Picture shape labeling items:
* begin *

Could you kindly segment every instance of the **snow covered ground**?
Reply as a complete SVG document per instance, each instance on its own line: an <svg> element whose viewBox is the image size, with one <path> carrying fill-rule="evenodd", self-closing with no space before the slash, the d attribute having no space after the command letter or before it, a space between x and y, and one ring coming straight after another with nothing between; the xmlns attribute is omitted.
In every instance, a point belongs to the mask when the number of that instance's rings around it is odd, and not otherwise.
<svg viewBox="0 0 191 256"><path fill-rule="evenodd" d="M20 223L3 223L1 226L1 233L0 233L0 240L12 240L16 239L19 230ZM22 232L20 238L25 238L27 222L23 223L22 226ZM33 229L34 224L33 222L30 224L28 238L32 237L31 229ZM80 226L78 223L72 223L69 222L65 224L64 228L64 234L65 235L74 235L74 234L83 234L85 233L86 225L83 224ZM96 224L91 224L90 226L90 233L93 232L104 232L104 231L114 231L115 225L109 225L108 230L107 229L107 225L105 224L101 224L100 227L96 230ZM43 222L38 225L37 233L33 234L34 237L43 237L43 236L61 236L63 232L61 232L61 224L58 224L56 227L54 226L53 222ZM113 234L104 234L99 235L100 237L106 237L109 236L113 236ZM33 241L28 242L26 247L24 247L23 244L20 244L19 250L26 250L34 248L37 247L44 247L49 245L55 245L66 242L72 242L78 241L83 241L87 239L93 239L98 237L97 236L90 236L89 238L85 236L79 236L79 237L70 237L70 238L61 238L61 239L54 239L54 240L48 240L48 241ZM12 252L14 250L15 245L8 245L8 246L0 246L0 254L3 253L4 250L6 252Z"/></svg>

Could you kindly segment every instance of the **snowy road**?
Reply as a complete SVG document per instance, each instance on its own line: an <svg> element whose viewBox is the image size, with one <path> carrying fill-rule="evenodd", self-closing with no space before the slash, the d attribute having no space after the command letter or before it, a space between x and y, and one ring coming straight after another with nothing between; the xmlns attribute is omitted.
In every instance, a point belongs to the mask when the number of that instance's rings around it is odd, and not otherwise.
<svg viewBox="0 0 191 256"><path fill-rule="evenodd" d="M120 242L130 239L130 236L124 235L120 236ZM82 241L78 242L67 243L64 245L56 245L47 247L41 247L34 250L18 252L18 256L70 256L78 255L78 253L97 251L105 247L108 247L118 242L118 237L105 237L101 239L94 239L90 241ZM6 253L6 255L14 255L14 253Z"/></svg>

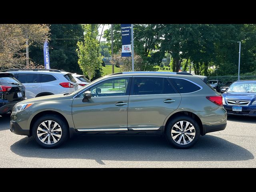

* end *

> GIVEN EXERCISE: Format every line of the items above as a JSON list of strings, one string per line, with blank lines skipped. Leave the picture out.

> FINAL RESULT:
[
  "Could you kindly segment every instance of the **snow covered ground**?",
  "Reply as a complete SVG document per instance, each instance on its own line: an <svg> element whose viewBox is the image size, with one <path> carrying fill-rule=\"evenodd\", self-closing with no space before the slash, the d attribute having no space after the command letter or before it, a space between x and y, and one ring coming straight after another with nothing between; the xmlns attribute is omitted.",
  "In every instance, a point belongs to the mask when the number of that instance's rings around it is odd, and not otherwise.",
  "<svg viewBox=\"0 0 191 256\"><path fill-rule=\"evenodd\" d=\"M20 223L3 223L1 226L1 233L0 233L0 240L12 240L16 239L19 230ZM22 232L20 238L25 238L27 222L23 223L22 226ZM33 229L34 224L33 222L30 224L28 238L32 237L31 229ZM80 226L78 223L72 223L69 222L65 224L64 228L64 234L65 235L74 235L74 234L83 234L85 233L86 225L83 224ZM96 224L91 224L90 226L90 233L93 232L104 232L104 231L114 231L115 225L109 225L108 230L107 229L107 225L105 224L101 224L100 227L96 230ZM43 222L38 225L37 233L33 234L34 237L43 237L43 236L61 236L63 232L61 232L61 224L58 224L56 227L54 226L53 222ZM113 234L104 234L99 235L100 237L106 237L109 236L113 236ZM33 241L28 242L26 247L24 247L23 244L20 244L19 250L26 250L34 248L37 247L44 247L49 245L55 245L66 242L72 242L78 241L83 241L87 239L93 239L98 237L97 236L90 236L89 238L85 236L79 236L79 237L70 237L70 238L61 238L61 239L54 239L54 240L48 240L48 241ZM12 252L14 250L15 245L8 245L8 246L0 246L0 254L3 253L4 250L6 252Z\"/></svg>",
  "Could you kindly segment every instance of the **snowy road**?",
  "Reply as a complete SVG document per instance, each instance on its own line: an <svg> element whose viewBox is the image size, with one <path> carrying fill-rule=\"evenodd\", self-closing with no space before the slash, the d attribute having no space after the command letter or before it, a space between x and y, and one ring coming straight after another with nothing between; the xmlns attribute is omitted.",
  "In every instance, a point belongs to the mask when the number of that instance's rings around it is odd, and not otherwise.",
  "<svg viewBox=\"0 0 191 256\"><path fill-rule=\"evenodd\" d=\"M120 242L130 239L130 236L124 235L120 236ZM82 241L78 242L67 243L64 245L56 245L47 247L41 247L34 250L18 252L18 256L70 256L78 255L78 253L97 251L105 247L108 247L118 242L118 237L105 237L101 239L94 239L90 241ZM6 253L6 255L14 255L14 253Z\"/></svg>"
]